Work to be completed
Reproduce the entries in full, with no changes.

Given records
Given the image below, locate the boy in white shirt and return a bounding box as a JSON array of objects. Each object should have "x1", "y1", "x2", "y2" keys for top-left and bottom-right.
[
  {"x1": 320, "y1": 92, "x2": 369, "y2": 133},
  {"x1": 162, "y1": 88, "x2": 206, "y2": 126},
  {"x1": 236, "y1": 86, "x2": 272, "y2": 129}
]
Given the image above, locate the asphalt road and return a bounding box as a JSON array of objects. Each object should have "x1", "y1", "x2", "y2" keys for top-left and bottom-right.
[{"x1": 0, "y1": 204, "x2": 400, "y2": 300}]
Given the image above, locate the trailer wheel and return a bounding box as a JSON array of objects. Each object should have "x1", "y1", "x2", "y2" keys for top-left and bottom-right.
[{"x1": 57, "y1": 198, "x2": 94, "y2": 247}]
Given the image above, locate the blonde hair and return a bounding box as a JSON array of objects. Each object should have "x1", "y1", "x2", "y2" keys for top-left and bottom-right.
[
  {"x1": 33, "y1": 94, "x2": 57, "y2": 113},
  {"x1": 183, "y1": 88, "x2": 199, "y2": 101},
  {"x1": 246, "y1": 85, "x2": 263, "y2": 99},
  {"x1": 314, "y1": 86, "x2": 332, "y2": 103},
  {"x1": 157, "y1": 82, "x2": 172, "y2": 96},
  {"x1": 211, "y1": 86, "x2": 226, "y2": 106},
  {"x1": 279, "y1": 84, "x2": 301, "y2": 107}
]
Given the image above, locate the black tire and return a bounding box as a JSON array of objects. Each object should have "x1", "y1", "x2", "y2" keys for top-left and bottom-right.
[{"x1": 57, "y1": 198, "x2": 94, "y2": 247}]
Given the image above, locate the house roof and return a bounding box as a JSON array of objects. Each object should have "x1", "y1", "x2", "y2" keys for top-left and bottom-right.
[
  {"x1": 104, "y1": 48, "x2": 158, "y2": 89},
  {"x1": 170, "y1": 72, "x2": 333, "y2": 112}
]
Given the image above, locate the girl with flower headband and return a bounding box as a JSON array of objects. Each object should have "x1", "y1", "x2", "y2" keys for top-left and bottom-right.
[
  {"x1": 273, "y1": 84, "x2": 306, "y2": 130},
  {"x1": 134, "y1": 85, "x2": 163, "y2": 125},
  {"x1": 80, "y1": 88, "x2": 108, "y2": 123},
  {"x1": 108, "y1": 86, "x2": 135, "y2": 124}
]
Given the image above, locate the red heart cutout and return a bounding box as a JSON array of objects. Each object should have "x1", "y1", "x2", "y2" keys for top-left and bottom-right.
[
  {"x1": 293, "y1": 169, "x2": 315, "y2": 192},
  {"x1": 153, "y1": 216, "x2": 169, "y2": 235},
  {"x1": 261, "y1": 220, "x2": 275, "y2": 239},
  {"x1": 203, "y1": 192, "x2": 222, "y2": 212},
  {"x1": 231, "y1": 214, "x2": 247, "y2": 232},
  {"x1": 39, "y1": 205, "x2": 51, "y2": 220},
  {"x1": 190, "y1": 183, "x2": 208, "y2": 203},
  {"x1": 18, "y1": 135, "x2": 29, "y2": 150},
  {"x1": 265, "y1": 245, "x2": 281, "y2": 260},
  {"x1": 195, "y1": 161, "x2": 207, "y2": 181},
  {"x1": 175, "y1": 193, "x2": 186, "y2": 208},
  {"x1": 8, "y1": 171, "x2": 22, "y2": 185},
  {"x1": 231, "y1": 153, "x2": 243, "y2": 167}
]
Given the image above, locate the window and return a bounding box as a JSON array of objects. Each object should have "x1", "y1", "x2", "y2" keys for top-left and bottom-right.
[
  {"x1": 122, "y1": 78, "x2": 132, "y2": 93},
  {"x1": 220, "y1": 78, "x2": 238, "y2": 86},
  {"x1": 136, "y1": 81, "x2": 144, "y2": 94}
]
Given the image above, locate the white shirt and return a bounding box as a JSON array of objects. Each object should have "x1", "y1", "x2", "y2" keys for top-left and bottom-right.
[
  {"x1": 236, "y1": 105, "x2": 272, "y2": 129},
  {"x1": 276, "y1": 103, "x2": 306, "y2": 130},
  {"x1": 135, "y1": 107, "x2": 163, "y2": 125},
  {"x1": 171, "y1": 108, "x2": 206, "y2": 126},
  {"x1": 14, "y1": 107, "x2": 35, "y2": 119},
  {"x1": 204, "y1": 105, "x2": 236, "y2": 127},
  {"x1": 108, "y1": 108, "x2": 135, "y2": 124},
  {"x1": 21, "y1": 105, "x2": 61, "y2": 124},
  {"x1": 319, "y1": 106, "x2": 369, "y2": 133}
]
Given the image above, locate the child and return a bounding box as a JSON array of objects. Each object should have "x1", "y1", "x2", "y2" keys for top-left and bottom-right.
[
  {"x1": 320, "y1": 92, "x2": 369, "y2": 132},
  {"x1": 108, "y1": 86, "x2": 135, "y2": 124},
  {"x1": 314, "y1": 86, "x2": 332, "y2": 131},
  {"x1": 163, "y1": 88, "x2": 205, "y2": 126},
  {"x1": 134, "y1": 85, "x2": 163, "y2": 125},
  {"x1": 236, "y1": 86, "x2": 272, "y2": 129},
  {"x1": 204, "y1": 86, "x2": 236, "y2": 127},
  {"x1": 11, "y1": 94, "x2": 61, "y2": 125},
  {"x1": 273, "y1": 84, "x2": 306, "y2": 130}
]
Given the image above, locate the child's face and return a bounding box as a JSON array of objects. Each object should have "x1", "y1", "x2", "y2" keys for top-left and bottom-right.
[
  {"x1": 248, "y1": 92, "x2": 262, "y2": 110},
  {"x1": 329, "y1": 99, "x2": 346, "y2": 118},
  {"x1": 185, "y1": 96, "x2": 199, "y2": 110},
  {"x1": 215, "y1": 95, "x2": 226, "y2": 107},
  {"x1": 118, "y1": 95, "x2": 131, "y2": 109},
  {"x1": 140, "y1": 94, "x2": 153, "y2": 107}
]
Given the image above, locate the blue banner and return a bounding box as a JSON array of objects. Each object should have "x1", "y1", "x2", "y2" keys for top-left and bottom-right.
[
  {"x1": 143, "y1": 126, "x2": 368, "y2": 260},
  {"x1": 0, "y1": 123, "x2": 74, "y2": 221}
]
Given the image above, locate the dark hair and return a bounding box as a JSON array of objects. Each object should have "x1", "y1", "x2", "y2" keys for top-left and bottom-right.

Written reply
Given the image below, locate the boy in white shirt and return a bounding box as a JSON array of objects. Each object should have "x1", "y1", "x2", "y2" keys for top-left and bottom-right.
[
  {"x1": 320, "y1": 92, "x2": 369, "y2": 133},
  {"x1": 162, "y1": 88, "x2": 206, "y2": 126},
  {"x1": 236, "y1": 86, "x2": 272, "y2": 129}
]
Given the image above, locate the asphalt road and return a bounding box as a JSON array of objects. Each object should have "x1", "y1", "x2", "y2" keys for top-left and bottom-right.
[{"x1": 0, "y1": 204, "x2": 400, "y2": 300}]
Given the image above, locate the trailer wheel and return a bounding box as a JSON array of objects. Each object should have "x1", "y1", "x2", "y2" keys for top-left and bottom-right.
[{"x1": 57, "y1": 198, "x2": 94, "y2": 247}]
Given the image above, locate the blonde hair and return a bounding box as a JSON array of objects. Each object should have "x1", "y1", "x2", "y2" keys for top-left and bottom-right.
[
  {"x1": 33, "y1": 94, "x2": 57, "y2": 113},
  {"x1": 183, "y1": 88, "x2": 199, "y2": 101},
  {"x1": 246, "y1": 85, "x2": 263, "y2": 99},
  {"x1": 314, "y1": 86, "x2": 332, "y2": 103},
  {"x1": 157, "y1": 82, "x2": 172, "y2": 96},
  {"x1": 211, "y1": 86, "x2": 226, "y2": 106},
  {"x1": 279, "y1": 84, "x2": 301, "y2": 107}
]
Given the image above, locate the black tire and return a bounding box as a JSON array of objects. Each object should have "x1", "y1", "x2", "y2" keys for top-left and bottom-right.
[{"x1": 57, "y1": 198, "x2": 94, "y2": 247}]
Given the image above, locate the house roof and return a bounding box as a JSON array of objects. Each object should have "x1", "y1", "x2", "y2" keys for top-left and bottom-right.
[
  {"x1": 104, "y1": 48, "x2": 158, "y2": 89},
  {"x1": 170, "y1": 72, "x2": 333, "y2": 112}
]
Given the image above, locate the girl with flower headband and return a bounding box as a JSON array of objects. Each object should have "x1", "y1", "x2", "y2" keys for top-left and bottom-right.
[
  {"x1": 273, "y1": 84, "x2": 306, "y2": 130},
  {"x1": 134, "y1": 85, "x2": 163, "y2": 125},
  {"x1": 80, "y1": 88, "x2": 108, "y2": 123},
  {"x1": 108, "y1": 86, "x2": 135, "y2": 124}
]
Given the image above, locate the red heart cutout and return a bounding box as a JSON array of objects. Each object should have "x1", "y1", "x2", "y2" keys for top-left and bottom-right.
[
  {"x1": 293, "y1": 169, "x2": 315, "y2": 192},
  {"x1": 153, "y1": 216, "x2": 169, "y2": 235},
  {"x1": 261, "y1": 220, "x2": 275, "y2": 239},
  {"x1": 203, "y1": 192, "x2": 222, "y2": 212},
  {"x1": 231, "y1": 214, "x2": 247, "y2": 232},
  {"x1": 39, "y1": 205, "x2": 51, "y2": 220},
  {"x1": 190, "y1": 183, "x2": 208, "y2": 203},
  {"x1": 18, "y1": 135, "x2": 29, "y2": 150},
  {"x1": 265, "y1": 245, "x2": 281, "y2": 260},
  {"x1": 195, "y1": 161, "x2": 207, "y2": 181},
  {"x1": 175, "y1": 193, "x2": 186, "y2": 208},
  {"x1": 8, "y1": 171, "x2": 22, "y2": 185},
  {"x1": 231, "y1": 153, "x2": 243, "y2": 167}
]
Given the image above, locate the window and return a bounding box as a JSON array of objects. Each object should have "x1", "y1", "x2", "y2" keys for top-left and bottom-right.
[
  {"x1": 122, "y1": 78, "x2": 132, "y2": 93},
  {"x1": 220, "y1": 78, "x2": 238, "y2": 86},
  {"x1": 136, "y1": 81, "x2": 144, "y2": 94}
]
Given the image above, locate the white shirt and return a bounding box as a JSON array of objects. Each object should have "x1", "y1", "x2", "y2" keys for top-left and bottom-right.
[
  {"x1": 236, "y1": 105, "x2": 272, "y2": 129},
  {"x1": 276, "y1": 103, "x2": 306, "y2": 130},
  {"x1": 135, "y1": 107, "x2": 163, "y2": 125},
  {"x1": 171, "y1": 108, "x2": 206, "y2": 126},
  {"x1": 14, "y1": 107, "x2": 35, "y2": 119},
  {"x1": 204, "y1": 105, "x2": 236, "y2": 127},
  {"x1": 108, "y1": 108, "x2": 135, "y2": 124},
  {"x1": 21, "y1": 105, "x2": 61, "y2": 124},
  {"x1": 319, "y1": 106, "x2": 369, "y2": 133}
]
Given the image above, locate the child and return a bounding box as a JSON array of objects. Each object should have "x1", "y1", "x2", "y2" keys for top-left and bottom-right.
[
  {"x1": 320, "y1": 92, "x2": 369, "y2": 132},
  {"x1": 108, "y1": 86, "x2": 135, "y2": 124},
  {"x1": 314, "y1": 86, "x2": 332, "y2": 131},
  {"x1": 163, "y1": 88, "x2": 205, "y2": 126},
  {"x1": 134, "y1": 85, "x2": 163, "y2": 125},
  {"x1": 236, "y1": 86, "x2": 272, "y2": 129},
  {"x1": 204, "y1": 86, "x2": 236, "y2": 127},
  {"x1": 11, "y1": 94, "x2": 61, "y2": 125},
  {"x1": 273, "y1": 84, "x2": 306, "y2": 130}
]
Given the image above, locate the child's face and return a bounding box as a JSON array of objects. Each object should have "x1", "y1", "x2", "y2" keys for top-left and bottom-right.
[
  {"x1": 248, "y1": 92, "x2": 262, "y2": 110},
  {"x1": 329, "y1": 99, "x2": 346, "y2": 118},
  {"x1": 185, "y1": 96, "x2": 199, "y2": 110},
  {"x1": 215, "y1": 95, "x2": 226, "y2": 107},
  {"x1": 118, "y1": 95, "x2": 131, "y2": 109},
  {"x1": 140, "y1": 94, "x2": 153, "y2": 107}
]
Given the image above, locate the blue banner and return a bounding box as a JSON array of objects. Each object should have "x1", "y1", "x2", "y2" keys for top-left and bottom-right.
[
  {"x1": 143, "y1": 126, "x2": 368, "y2": 260},
  {"x1": 0, "y1": 123, "x2": 74, "y2": 221}
]
Given the image above, locate the dark hair and return a bounding box as a JSON array of objects. Each object should have "x1", "y1", "x2", "y2" keys for top-left and bottom-right.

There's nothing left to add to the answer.